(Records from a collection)

+ + + +

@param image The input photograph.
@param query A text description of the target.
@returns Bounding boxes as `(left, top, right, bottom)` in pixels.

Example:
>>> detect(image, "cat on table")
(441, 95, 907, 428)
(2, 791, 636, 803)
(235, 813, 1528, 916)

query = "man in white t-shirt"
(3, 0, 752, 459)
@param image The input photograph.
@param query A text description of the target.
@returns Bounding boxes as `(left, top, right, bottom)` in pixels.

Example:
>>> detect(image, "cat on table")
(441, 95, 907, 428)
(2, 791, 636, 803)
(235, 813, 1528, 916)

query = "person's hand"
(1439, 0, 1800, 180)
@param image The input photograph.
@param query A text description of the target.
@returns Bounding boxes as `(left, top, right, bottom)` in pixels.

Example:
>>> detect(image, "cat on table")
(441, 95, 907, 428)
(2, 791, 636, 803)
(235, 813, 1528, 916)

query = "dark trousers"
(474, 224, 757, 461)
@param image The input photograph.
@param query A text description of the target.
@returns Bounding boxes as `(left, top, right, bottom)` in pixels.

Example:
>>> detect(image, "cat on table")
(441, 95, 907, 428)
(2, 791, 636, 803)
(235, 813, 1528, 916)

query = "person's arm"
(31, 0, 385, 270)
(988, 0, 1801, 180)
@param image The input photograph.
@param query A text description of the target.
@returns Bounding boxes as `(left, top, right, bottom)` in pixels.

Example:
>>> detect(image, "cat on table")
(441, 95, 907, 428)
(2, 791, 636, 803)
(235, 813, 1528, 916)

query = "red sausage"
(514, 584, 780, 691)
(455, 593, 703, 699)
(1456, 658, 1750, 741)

+ + + +

▶ YOUR INSTRUCTIONS
Repeat each entry word for word.

▶ ANSWER AREA
@param image The input photograph.
@param query A text description of the target.
@returns Bounding boxes as `(left, top, right, bottom)` in pixels.

Example:
>>> detect(image, "cat on table")
(441, 95, 907, 428)
(2, 791, 636, 803)
(235, 813, 1528, 916)

query = "man in white t-shirt"
(3, 0, 752, 459)
@param image The input photograph.
@param query A text description of the target.
@returns Bounding boxes as `(left, top, right, bottom)` in pixels.

Example:
>>> detect(image, "cat on table")
(441, 95, 907, 428)
(2, 791, 636, 803)
(235, 813, 1528, 916)

query = "person's hand"
(1439, 0, 1800, 180)
@param image The input photograph.
@param query A text description of the target.
@returns Bounding boxes as `(left, top, right, bottom)` in pixels.

Example:
>>> detect(image, "cat on table")
(441, 95, 907, 428)
(2, 791, 636, 803)
(235, 813, 1528, 916)

query = "dark trousers"
(474, 224, 757, 461)
@param image The input photograph.
@param query A text description of the target.
@returns Bounding boxes as `(left, top, right, bottom)` in pixels.

Example:
>>> detect(image, "cat on table")
(441, 95, 907, 428)
(2, 791, 636, 803)
(235, 813, 1528, 916)

query = "person's arm"
(31, 0, 385, 270)
(988, 0, 1801, 180)
@param image The input photograph.
@param query A text description of the target.
@returns Bounding boxes as `(left, top, right, bottom)` in pixels.

Example:
>>> detect(image, "cat on table")
(441, 95, 907, 428)
(2, 791, 636, 803)
(235, 813, 1528, 916)

query = "red sausage"
(514, 584, 780, 691)
(455, 593, 703, 699)
(1456, 658, 1750, 741)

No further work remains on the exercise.